[Collected data]
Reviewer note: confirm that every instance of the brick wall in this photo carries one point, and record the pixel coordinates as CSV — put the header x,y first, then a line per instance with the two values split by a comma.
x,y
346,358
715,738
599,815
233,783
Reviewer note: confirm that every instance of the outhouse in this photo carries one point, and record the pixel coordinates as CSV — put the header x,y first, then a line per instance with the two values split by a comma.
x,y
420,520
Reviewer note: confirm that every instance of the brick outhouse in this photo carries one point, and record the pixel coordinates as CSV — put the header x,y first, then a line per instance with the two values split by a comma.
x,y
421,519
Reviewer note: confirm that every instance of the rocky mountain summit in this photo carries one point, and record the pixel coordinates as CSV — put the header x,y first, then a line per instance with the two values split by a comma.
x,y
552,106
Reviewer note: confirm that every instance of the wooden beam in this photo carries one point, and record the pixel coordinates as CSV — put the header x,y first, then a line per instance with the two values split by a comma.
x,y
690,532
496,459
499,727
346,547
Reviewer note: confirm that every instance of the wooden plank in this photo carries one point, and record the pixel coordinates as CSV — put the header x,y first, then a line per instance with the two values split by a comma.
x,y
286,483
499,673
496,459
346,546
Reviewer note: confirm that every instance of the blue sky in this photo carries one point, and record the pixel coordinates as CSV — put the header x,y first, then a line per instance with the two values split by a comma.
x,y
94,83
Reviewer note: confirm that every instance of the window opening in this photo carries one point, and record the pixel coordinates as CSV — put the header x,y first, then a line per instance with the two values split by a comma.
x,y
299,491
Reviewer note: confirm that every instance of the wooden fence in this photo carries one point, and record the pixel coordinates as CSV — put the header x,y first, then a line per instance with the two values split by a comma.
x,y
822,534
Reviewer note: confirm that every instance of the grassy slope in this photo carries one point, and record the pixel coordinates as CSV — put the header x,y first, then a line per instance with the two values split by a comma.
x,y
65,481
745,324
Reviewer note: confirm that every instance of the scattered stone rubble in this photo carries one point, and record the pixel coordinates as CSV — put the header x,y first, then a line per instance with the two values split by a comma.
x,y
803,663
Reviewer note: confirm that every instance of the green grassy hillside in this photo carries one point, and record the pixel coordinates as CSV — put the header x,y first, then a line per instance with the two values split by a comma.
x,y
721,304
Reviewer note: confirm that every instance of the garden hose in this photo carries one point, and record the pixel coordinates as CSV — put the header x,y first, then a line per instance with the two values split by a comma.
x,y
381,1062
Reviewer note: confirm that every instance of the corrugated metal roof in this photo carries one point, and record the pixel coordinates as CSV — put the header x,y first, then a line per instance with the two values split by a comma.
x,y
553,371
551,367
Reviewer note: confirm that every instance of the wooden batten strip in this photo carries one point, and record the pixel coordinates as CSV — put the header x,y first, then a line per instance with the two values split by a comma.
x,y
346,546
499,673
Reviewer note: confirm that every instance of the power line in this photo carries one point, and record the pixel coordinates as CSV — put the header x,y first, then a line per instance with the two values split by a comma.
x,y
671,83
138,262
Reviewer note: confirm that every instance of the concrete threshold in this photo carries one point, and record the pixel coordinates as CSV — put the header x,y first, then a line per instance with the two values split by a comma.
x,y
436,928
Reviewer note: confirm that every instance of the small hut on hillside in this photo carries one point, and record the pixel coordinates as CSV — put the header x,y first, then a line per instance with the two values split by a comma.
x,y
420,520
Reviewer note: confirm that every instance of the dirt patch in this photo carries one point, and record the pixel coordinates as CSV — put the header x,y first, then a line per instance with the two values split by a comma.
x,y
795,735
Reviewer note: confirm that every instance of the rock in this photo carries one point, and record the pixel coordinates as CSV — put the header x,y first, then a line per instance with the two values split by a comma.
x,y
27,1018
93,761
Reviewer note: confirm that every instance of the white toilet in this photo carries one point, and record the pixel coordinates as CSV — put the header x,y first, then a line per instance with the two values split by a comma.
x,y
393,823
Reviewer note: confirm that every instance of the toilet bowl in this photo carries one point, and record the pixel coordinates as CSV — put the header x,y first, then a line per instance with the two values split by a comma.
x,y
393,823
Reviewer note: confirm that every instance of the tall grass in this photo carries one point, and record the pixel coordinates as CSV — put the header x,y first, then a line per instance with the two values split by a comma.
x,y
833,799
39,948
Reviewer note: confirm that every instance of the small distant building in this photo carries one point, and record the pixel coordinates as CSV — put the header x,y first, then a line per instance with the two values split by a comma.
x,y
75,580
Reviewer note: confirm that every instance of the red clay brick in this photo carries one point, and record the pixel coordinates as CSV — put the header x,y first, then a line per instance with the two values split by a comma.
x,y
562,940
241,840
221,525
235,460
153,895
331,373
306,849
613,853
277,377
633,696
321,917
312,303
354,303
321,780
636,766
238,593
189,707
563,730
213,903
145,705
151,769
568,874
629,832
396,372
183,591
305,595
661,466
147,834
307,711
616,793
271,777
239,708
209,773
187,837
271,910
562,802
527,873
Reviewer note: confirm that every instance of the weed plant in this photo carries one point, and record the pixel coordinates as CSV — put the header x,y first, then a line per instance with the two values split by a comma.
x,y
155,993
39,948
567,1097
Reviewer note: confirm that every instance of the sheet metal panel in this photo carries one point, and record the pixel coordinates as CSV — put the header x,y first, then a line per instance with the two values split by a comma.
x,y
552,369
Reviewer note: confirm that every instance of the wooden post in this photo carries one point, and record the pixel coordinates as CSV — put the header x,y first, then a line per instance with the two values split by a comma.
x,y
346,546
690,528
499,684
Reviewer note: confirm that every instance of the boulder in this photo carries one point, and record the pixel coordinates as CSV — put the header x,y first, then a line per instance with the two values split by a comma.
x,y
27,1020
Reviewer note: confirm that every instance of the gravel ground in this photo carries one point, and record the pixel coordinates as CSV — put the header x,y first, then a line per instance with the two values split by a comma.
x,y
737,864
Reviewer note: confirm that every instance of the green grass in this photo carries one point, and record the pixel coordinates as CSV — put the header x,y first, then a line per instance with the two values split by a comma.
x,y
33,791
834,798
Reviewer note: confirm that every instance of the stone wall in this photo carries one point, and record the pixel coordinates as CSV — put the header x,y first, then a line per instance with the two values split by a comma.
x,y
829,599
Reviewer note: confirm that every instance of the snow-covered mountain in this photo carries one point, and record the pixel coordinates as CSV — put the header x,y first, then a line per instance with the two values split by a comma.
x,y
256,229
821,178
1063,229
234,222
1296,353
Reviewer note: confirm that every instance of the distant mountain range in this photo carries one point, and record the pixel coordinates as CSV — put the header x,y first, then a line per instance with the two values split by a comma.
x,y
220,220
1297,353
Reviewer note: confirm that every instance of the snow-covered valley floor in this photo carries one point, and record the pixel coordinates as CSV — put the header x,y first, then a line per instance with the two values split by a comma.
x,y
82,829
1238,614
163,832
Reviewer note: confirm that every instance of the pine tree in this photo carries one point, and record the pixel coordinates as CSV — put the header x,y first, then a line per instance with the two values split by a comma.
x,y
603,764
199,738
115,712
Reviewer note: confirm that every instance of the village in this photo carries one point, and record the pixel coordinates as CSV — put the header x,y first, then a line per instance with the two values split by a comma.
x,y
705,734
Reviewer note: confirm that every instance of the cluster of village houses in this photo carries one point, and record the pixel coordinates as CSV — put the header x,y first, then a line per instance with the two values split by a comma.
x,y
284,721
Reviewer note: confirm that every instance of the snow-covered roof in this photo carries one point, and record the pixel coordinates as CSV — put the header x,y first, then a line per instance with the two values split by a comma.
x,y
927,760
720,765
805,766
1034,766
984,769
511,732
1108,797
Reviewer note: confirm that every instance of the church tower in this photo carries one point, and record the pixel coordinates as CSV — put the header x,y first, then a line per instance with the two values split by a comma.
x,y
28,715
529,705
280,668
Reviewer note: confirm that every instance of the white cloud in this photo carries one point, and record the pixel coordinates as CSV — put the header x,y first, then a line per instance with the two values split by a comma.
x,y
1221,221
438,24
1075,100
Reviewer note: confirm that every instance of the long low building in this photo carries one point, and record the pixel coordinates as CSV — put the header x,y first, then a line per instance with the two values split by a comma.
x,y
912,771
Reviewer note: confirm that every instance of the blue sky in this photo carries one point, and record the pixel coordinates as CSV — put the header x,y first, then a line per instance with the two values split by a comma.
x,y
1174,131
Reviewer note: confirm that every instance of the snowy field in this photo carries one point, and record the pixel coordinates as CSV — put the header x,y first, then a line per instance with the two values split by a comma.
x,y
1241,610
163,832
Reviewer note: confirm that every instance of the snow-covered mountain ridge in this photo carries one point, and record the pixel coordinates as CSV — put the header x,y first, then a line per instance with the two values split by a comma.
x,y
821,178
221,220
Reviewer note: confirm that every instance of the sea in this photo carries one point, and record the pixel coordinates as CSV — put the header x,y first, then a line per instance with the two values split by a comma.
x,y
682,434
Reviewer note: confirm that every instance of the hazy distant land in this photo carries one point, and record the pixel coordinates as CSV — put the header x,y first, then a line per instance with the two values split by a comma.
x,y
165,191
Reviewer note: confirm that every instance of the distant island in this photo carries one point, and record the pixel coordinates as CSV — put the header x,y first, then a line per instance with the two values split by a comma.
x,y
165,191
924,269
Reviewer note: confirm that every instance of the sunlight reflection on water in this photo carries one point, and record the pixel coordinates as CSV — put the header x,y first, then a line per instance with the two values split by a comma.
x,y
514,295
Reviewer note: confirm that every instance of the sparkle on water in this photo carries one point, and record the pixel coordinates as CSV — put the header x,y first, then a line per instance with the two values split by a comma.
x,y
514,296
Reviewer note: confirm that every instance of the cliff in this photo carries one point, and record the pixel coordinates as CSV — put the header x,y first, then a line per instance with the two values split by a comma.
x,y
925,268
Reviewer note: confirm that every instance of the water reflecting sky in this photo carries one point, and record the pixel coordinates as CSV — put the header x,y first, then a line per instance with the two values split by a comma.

Your assignment:
From the line containing "Reviewer note: confirm that every instance of the hazy" through the last line of the entries above, print each line exactly as it stands.

Exercise output:
Reviewer note: confirm that every instance of the hazy distant land in this photo carries one point, and record the pixel coordinates as CSV — put the header x,y first, then a line per instance with the two values split by a comma.
x,y
165,191
Reviewer note: confirm that every instance of the distant island in this photo carries one point, and record the pixel coordinates as CSV — put the header x,y first, then a line per instance with the two values split by a comma.
x,y
165,191
924,269
Reviewer note: confirm that every instance of the sunlight reflection on water in this photo carries one point, and record the pixel coordinates as CSV — put the header x,y first, then a line per instance with the two values split by a comma.
x,y
514,295
Reviewer note: confirm that every instance of the sparkle on water in this photo carries one point, and record the pixel coordinates as CSV — put the header x,y first, then a line per instance with the two values split by a comma.
x,y
514,296
Reviewer note: confirm that every instance of the cliff in this photo carries one point, and record the pixel coordinates as CSV — put the header x,y first, then a line per instance with the two values split by a comma.
x,y
925,268
Reviewer note: confirm that every instance of the water reflecting sky in this photo carries one point, and record the pixel coordinates as CSV — put the header x,y first, then a line per instance with the two values split by a comma.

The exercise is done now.